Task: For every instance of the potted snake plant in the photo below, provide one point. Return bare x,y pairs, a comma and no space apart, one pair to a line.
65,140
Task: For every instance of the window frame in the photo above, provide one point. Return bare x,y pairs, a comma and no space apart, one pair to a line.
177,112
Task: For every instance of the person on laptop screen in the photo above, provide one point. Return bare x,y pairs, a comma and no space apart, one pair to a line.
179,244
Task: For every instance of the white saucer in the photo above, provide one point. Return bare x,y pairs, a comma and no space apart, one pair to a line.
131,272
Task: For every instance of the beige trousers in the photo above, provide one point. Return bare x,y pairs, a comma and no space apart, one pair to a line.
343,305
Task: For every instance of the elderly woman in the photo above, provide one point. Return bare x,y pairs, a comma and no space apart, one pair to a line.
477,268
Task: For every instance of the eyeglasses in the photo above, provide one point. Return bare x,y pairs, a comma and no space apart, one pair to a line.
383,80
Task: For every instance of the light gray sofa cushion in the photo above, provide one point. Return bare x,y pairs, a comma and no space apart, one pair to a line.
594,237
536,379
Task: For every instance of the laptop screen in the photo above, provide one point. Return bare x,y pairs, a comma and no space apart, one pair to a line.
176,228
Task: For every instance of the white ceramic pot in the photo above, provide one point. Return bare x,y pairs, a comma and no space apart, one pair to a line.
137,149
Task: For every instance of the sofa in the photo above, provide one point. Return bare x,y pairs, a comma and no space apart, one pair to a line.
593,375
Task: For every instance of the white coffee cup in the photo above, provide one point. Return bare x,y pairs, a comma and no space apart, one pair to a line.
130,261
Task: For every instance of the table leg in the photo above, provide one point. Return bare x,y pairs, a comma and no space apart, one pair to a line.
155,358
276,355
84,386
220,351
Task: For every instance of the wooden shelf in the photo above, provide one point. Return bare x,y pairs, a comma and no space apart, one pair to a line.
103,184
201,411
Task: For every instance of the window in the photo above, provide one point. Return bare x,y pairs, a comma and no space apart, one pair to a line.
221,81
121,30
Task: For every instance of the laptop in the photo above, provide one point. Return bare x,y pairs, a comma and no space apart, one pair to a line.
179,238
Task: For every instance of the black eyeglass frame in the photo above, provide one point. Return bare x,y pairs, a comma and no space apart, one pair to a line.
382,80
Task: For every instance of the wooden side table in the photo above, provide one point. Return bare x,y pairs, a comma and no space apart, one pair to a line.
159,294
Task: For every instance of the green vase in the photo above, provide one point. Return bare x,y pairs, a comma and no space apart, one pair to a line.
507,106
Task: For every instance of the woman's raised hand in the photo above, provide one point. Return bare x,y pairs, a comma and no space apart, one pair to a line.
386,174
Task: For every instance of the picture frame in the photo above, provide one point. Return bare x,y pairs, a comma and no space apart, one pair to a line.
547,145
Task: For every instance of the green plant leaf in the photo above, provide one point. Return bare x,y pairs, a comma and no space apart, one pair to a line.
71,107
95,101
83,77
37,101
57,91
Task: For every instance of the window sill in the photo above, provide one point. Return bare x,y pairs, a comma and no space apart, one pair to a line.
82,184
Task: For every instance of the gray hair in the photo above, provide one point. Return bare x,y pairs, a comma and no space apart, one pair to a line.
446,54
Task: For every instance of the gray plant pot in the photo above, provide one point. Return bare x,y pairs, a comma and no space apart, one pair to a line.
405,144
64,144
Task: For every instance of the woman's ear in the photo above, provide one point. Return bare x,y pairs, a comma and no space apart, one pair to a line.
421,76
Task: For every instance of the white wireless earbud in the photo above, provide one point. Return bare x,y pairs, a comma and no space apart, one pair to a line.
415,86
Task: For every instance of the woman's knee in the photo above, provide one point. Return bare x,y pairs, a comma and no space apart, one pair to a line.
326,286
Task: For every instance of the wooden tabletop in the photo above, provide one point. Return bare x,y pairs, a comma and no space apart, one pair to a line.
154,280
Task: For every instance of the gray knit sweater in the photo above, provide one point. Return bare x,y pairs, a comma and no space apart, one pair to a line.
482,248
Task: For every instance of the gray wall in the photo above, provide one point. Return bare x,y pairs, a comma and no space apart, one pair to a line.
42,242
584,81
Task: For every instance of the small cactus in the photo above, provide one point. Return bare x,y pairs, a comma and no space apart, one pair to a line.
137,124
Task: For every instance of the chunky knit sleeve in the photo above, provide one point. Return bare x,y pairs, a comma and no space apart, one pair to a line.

Work required:
The expected output is an exact copy of all the records above.

Answer:
Task: For every instance of the potted snake plant in the photo below, provide one point. Return bare x,y pairs, a comma and no space apart, one pair to a line.
65,140
Task: For every instance of the window frame in the photo above, provide one point. Return bare x,y pairs, a comma and no space apart, one pair to a line.
177,112
Task: For every instance of the person on laptop screen in the photo above, provide one point. Return bare x,y pairs, a comma and no space apart, one pair to a line.
179,244
Task: For every instance of the white saucer in the photo above, provide one point. Return bare x,y pairs, a comma and no space apart, one pair to a line.
131,272
Task: For every instance of the beige trousers in the photo above, provide one point. Return bare x,y pairs, a comma and no space apart, one pair to a line.
343,305
Task: For every instance of the elderly woman in the photo above, provide one point. Return bare x,y pairs, a comma and no space apart, one pair to a line.
477,268
Task: For every instance of the eyeglasses in the photo above, provide one point. Return bare x,y pairs, a comma and no space apart, one pair to a line.
383,80
Task: For every instance of the light gray sofa cushion in the photo above, provide one point. Return bare x,y pairs, a comma and no space apart, one pair to a line.
594,237
536,379
Task: For every instance of the laptop screen in the photo above, provide one point. Return bare x,y pairs, a comma and no space apart, one pair to a line.
176,228
Task: For every instance of the white ceramic pot in the photo above, provide one point. Return bare x,y pairs, a comma and no space apart, one pair to a line.
137,149
Task: For every instance of the sofa in the photo above, provide one point. Return bare x,y pairs, a comma and no space apart, one pair to a line.
593,375
Task: For every instance of the white coffee cup in the photo above, provide one point. Return bare x,y pairs, a comma and no space apart, one pair to a line.
130,261
Task: For every instance of the table leg in the photo above, provide one point. Return bare x,y pairs, a comma and no space apart, one pair to a line.
155,358
276,355
84,386
220,351
Task: For every instance of the wooden shelf in the photo above, provide one point. Return bare x,y pairs, a comma and no space apart, one pair to a line.
103,184
201,411
Task: For every instance of the window in the photo above, provide one point. Return bare x,y pairs, a comma and no space apart, one pair to a line.
221,81
121,30
Task: For every instance of the laptop in the photo above, provide one point. Return bare x,y pairs, a comma and no space apart, one pair to a line.
179,238
Task: For every instance of the black eyeglass frame in the photo above, provide one point. Return bare x,y pairs, a comma and no space apart, one pair to a line.
382,80
Task: For every instance of the wooden side table in the photo above, provide one point. Return bare x,y pairs, a comma and no space apart, one pair to a line.
159,294
Task: For every instance of the green vase in the photo above, provide one point. Return bare x,y pairs, a comma and no space apart, one pair to a line.
507,106
Task: For every instance of the woman's raised hand in the photo above, provide one point. Return bare x,y pairs, a comma and no space apart, one pair to a line.
386,174
Task: For every instance of the picture frame in the photo above, provide one point. Return bare x,y pairs, a comma and no space apart, one pair to a line.
547,145
Task: For every instance of the green plant leaf in the photo above, provide one point. Return bare x,y pairs, a comma and no space apart, one pair to a line.
71,107
95,101
83,77
37,101
57,91
Task: For every instance of the window sill in the photo above, provide one point. Return bare x,y pairs, a comma and no space apart, one pair to a line.
82,184
Task: For every instance of the gray hair in the photo above, provide one point. Return bare x,y pairs, a comma and no space apart, one pair to a line.
446,54
Task: For every instance of the gray plant pot in the photo above, provide one point. Return bare x,y pairs, a comma and no space apart, one pair to a line.
405,144
64,144
Task: For every instance of the woman's ear in the photo above, provide one point. Return bare x,y pairs, a comma and no space apart, one pair to a line.
421,76
Task: For every instance of the white wireless earbud in the photo above, provide one point. Return bare x,y pairs, a comma and no space apart, one pair to a line.
415,86
Task: For every instance of the woman's knee in the photo above, provide one point. Return bare x,y pairs, a comma and no space apart, one pair to a line.
326,286
Task: For every instance of the wooden tabletop in the photo above, provide one point. Return bare x,y pairs, a comma and no space apart, one pair to a line.
154,280
Task: For every instance of the gray knit sweater in the photo above, provide one point. Return bare x,y pairs, a comma and no space apart, one pair to a line.
482,248
Task: For every instance of the gray wall in the photo above, provide one point. Return bare x,y pairs, a comma and no space apart, one pair to a line.
42,242
584,81
Task: For every instance of the small cactus in the photo above, provide one point. Return bare x,y pairs, a comma and no space apart, one pair to a line.
137,124
Task: For every instance of the chunky knit sleeve in the photo above, provide one point. Return bare x,y pairs, a comma and no space apart, one pair to a line.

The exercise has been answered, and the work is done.